---- DATASET RECORDS

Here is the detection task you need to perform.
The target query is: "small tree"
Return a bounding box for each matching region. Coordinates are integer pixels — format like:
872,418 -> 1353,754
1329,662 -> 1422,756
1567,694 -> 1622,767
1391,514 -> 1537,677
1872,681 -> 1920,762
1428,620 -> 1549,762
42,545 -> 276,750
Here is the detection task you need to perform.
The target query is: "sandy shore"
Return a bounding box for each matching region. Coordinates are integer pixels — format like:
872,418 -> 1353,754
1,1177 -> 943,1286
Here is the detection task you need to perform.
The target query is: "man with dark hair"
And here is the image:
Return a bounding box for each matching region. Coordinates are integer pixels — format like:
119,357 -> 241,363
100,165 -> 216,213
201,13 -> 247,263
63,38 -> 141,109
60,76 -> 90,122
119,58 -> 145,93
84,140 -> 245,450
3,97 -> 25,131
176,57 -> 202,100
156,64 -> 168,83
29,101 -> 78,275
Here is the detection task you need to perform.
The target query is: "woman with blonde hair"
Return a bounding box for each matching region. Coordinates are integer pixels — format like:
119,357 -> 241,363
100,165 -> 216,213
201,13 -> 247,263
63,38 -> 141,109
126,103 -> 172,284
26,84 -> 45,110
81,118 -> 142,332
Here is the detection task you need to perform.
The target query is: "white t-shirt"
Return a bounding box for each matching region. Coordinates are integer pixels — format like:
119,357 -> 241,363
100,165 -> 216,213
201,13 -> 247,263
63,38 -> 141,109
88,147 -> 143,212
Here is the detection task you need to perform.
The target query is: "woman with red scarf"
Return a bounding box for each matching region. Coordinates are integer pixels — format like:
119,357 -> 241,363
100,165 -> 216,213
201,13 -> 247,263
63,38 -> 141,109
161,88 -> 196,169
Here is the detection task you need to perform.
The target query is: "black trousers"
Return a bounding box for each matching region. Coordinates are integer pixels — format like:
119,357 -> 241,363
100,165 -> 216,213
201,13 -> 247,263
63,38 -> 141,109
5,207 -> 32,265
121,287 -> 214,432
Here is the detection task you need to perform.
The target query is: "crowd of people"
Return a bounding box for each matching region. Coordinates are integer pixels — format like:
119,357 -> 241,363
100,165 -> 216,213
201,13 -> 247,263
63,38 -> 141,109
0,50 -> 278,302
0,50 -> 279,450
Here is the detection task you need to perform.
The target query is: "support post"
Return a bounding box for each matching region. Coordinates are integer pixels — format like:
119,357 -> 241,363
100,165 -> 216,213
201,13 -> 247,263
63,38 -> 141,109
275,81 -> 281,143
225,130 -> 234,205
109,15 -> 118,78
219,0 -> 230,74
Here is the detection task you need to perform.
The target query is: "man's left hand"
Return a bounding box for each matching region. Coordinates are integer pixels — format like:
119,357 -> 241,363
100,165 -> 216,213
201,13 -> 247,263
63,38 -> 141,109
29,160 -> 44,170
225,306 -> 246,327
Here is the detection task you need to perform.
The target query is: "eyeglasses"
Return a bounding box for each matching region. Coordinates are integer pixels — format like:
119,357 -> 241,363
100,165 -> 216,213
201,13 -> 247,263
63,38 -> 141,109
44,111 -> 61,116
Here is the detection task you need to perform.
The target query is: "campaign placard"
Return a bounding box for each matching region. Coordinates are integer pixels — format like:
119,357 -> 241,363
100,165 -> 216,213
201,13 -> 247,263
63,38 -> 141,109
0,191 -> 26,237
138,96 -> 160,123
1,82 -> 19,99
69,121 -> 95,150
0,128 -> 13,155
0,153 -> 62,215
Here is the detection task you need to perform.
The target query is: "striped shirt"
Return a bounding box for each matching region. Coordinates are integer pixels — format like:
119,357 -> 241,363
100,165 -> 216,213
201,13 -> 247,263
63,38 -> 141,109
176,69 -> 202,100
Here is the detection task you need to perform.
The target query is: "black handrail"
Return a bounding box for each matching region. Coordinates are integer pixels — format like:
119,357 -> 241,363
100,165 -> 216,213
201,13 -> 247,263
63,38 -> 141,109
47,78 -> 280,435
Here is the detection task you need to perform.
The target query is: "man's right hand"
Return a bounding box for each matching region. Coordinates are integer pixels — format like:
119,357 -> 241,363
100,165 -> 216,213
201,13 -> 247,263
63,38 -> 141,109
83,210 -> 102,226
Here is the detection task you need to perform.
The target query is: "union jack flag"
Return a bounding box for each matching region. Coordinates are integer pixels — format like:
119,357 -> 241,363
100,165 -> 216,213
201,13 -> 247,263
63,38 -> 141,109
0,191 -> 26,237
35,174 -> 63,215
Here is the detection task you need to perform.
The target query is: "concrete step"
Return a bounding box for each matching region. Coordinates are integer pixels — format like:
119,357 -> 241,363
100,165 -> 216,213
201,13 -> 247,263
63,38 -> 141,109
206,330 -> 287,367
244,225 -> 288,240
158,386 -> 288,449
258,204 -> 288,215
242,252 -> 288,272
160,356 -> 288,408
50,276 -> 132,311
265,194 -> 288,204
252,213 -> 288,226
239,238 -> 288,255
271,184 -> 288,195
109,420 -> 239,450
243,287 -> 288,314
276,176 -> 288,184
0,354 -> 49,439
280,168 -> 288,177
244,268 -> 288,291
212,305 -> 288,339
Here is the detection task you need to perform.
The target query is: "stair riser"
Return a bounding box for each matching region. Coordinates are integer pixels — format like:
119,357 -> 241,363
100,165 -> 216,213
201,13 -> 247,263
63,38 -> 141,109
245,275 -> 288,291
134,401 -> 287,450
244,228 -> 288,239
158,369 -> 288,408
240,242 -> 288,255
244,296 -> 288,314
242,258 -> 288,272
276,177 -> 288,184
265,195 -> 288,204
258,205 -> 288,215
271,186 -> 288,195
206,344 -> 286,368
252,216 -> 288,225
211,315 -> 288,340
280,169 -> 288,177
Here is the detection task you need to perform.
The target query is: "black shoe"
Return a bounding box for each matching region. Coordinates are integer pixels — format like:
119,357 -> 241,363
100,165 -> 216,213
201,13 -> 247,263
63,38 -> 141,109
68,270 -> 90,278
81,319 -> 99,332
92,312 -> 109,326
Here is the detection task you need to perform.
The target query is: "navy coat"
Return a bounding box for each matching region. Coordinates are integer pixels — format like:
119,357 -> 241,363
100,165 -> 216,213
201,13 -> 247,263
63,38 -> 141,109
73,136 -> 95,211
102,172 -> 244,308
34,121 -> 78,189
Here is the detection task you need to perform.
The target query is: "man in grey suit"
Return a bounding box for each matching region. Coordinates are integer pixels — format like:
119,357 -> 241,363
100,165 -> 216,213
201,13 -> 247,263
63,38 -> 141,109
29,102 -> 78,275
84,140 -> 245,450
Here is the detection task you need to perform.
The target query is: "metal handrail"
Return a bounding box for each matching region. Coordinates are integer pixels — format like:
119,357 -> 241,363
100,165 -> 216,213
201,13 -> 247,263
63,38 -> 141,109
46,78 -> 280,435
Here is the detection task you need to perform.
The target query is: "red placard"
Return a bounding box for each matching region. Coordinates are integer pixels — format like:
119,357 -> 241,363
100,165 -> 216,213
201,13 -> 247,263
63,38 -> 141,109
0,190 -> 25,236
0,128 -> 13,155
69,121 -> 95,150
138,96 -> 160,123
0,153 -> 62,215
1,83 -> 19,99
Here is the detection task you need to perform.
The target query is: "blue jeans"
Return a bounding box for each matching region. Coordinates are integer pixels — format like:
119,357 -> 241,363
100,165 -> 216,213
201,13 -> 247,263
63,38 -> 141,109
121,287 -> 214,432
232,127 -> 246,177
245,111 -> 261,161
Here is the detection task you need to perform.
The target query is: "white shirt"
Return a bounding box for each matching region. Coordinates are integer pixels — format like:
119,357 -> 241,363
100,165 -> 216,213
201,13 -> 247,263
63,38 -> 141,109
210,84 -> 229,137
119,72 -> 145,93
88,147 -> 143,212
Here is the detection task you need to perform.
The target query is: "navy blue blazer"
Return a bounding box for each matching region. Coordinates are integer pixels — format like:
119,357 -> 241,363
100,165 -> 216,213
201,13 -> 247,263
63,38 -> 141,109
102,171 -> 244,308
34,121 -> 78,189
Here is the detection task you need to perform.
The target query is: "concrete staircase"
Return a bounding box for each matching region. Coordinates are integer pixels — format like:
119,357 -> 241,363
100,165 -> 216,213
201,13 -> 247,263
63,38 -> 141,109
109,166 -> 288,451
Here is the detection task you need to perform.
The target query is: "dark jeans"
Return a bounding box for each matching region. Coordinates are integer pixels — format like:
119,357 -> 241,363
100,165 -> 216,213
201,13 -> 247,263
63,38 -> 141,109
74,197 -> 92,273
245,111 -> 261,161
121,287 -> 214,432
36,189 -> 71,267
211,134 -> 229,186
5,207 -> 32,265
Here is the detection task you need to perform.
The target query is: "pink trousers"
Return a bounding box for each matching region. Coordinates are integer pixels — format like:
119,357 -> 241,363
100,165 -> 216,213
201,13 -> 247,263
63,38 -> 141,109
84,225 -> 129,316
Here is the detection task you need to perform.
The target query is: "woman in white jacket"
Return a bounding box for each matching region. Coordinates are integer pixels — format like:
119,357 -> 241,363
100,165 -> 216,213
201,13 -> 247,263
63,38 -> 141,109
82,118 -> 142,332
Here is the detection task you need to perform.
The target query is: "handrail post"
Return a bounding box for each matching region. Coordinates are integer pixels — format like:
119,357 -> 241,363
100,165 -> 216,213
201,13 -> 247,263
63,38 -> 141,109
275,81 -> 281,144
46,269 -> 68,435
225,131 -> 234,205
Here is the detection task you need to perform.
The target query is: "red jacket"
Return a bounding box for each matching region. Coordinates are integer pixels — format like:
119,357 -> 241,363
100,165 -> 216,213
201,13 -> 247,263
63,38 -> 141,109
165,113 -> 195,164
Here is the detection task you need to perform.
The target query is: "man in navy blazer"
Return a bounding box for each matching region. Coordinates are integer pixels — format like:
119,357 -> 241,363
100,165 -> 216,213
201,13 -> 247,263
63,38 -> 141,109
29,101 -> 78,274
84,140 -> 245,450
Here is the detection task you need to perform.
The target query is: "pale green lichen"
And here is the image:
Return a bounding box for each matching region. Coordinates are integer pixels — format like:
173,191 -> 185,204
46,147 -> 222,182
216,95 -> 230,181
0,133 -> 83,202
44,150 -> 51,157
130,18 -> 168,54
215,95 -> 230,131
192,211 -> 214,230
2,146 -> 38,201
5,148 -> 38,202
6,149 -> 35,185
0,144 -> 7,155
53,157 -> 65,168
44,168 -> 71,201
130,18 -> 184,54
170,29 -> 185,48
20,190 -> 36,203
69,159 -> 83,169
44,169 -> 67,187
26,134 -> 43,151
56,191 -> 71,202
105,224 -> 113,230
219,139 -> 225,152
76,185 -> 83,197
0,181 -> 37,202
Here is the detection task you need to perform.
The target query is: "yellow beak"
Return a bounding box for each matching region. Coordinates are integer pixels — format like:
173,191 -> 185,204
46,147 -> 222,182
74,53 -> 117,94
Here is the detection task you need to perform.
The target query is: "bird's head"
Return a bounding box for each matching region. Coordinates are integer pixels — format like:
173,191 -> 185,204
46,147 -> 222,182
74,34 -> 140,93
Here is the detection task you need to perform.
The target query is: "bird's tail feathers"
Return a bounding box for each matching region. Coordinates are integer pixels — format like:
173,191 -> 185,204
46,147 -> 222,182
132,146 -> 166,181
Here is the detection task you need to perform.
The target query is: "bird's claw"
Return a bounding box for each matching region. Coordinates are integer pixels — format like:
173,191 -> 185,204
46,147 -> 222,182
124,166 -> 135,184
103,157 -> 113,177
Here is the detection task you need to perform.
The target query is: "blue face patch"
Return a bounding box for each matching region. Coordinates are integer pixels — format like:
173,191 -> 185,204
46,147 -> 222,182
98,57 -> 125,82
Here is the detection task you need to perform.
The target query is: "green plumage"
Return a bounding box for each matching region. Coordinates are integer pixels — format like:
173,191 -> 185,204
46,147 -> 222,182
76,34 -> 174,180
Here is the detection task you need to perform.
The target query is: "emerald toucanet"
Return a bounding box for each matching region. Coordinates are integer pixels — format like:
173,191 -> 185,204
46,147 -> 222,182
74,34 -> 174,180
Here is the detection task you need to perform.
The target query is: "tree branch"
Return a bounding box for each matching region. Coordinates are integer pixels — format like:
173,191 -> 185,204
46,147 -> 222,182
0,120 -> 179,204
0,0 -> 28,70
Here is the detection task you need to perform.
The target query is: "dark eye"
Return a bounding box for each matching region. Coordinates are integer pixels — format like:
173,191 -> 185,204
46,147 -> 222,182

--------

- _PROBLEM_:
Please tally the lines above that include the word "jacket" and answer with the number by itself.

- _ANSWER TO THE PROBLEM_:
2